*Exercise goal:* Turn the lines below into a Markdown table with two columns, Row and Line. Number each row and leave out any blank lines.
##### Data extract #####
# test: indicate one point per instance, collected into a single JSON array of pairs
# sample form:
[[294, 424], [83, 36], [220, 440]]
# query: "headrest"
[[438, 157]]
#####
*Result:*
| Row | Line |
|---|---|
| 1 | # test: indicate one point per instance, collected into a single JSON array of pairs |
| 2 | # sample form: |
| 3 | [[294, 424], [83, 36], [220, 440]] |
| 4 | # query: "headrest" |
| 5 | [[438, 157]] |